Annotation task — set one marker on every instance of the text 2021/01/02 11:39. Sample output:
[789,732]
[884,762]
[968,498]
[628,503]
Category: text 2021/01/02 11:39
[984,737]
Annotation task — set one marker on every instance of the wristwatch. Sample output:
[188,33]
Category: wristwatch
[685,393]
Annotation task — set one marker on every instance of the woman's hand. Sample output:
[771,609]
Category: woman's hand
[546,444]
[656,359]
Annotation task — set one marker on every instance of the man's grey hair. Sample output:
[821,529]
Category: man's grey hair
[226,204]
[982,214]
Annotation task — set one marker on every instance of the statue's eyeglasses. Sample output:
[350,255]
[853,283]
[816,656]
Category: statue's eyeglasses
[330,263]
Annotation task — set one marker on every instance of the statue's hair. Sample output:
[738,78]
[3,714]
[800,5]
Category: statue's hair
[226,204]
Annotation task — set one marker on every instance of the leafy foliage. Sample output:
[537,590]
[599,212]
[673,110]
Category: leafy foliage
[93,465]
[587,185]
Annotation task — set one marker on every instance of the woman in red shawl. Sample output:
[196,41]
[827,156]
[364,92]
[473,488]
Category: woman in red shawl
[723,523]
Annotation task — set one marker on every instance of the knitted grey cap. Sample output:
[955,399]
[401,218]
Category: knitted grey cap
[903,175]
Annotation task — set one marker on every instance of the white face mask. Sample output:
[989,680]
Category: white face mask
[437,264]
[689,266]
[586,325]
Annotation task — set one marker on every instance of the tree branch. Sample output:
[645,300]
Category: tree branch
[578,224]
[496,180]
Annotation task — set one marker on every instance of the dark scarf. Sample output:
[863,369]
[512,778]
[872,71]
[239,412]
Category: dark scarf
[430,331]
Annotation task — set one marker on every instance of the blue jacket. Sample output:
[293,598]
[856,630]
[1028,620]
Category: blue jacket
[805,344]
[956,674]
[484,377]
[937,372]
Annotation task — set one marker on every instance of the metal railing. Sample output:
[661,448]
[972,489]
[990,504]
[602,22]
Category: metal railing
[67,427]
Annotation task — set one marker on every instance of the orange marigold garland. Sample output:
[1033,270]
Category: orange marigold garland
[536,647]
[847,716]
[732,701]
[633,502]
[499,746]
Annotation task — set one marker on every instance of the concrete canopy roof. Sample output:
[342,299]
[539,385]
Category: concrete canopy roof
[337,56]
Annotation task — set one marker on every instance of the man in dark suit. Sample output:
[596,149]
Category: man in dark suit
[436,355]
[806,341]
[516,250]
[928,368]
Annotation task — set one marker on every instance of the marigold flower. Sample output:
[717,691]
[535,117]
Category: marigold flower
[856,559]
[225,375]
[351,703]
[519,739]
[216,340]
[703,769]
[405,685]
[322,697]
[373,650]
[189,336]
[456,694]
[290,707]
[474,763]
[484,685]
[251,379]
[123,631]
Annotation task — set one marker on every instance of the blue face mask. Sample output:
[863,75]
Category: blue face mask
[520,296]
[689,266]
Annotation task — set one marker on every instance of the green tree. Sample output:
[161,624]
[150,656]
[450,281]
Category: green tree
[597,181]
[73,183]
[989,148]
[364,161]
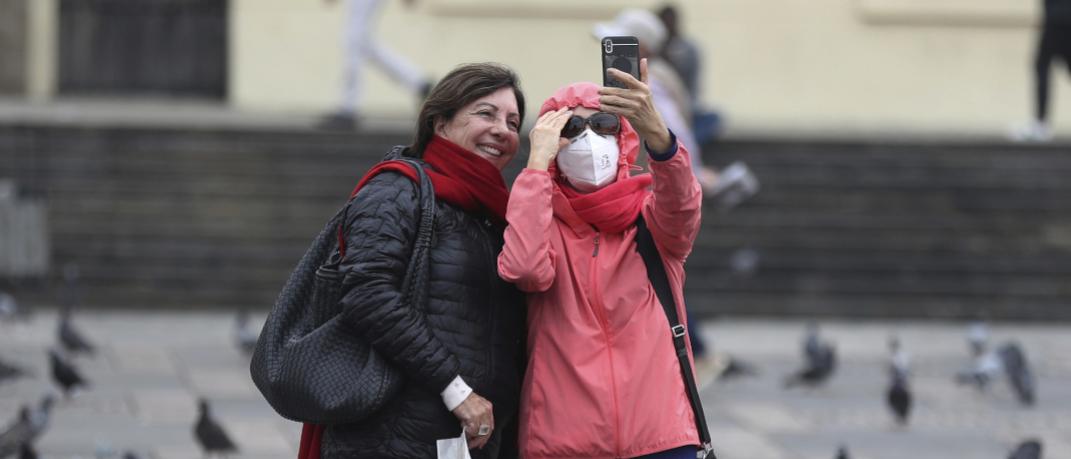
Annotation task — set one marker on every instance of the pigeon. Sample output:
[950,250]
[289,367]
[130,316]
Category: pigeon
[9,308]
[819,361]
[985,364]
[1027,449]
[899,395]
[40,417]
[1013,360]
[9,371]
[245,337]
[210,433]
[735,367]
[72,340]
[64,373]
[16,433]
[842,453]
[26,452]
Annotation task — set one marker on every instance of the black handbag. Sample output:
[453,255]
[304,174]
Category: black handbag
[310,365]
[657,274]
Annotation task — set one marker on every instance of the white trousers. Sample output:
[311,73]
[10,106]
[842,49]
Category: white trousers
[361,47]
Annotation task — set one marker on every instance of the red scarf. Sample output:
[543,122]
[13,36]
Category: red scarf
[461,178]
[613,208]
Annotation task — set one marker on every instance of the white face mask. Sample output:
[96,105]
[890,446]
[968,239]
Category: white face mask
[589,162]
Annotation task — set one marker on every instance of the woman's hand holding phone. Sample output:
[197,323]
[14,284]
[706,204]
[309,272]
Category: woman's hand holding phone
[636,104]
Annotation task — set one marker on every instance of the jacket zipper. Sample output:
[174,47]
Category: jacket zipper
[600,310]
[493,287]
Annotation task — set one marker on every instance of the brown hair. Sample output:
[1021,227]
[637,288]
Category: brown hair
[461,87]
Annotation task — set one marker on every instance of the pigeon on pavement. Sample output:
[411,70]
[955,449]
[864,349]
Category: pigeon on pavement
[9,307]
[819,361]
[210,433]
[26,452]
[985,365]
[1015,365]
[899,395]
[71,338]
[17,433]
[245,337]
[41,416]
[64,373]
[1027,449]
[842,453]
[9,371]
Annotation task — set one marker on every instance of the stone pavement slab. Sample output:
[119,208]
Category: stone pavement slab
[152,367]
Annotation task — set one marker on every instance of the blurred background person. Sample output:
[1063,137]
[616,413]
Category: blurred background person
[1054,42]
[684,56]
[675,102]
[361,47]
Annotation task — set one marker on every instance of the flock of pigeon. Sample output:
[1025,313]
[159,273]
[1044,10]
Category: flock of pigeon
[819,364]
[19,435]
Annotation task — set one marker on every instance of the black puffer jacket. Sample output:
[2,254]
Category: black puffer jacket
[472,324]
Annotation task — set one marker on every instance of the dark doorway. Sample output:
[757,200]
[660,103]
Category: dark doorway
[144,47]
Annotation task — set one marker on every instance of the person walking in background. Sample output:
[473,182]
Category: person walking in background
[603,379]
[461,353]
[684,58]
[1053,43]
[361,47]
[675,102]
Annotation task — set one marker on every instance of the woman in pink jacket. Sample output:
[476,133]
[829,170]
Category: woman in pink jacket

## What you have to do
Write down, word for word, the lines above from the one containing "Category: dark scarf" through the one containing "of the marigold", both ends included.

## Response to the task
Category: dark scarf
[430,331]
Annotation task — set one marker on every instance of the blue jacket. Sample output:
[293,598]
[856,630]
[1028,620]
Category: blue jacket
[805,344]
[956,674]
[484,377]
[937,372]
Annotation task — set one marker on every instance of the metal railing. Sample output:
[661,448]
[972,489]
[990,504]
[602,22]
Category: metal railing
[67,427]
Annotation task — set one marker on every instance of the orange marigold garland. Sample output:
[1033,270]
Category: orange marigold garland
[536,647]
[847,716]
[732,701]
[633,502]
[499,746]
Annotation task — set one marker on every instance of the concrete canopy roof. Sample output:
[342,299]
[539,385]
Category: concrete canopy roof
[337,56]
Annotation task — set one marker on every instance of the man in dark suit. Sample output:
[596,149]
Category: man in dark suit
[436,355]
[806,341]
[516,250]
[928,368]
Annotation task — set one marker on every instance of the marigold flower. Sample output:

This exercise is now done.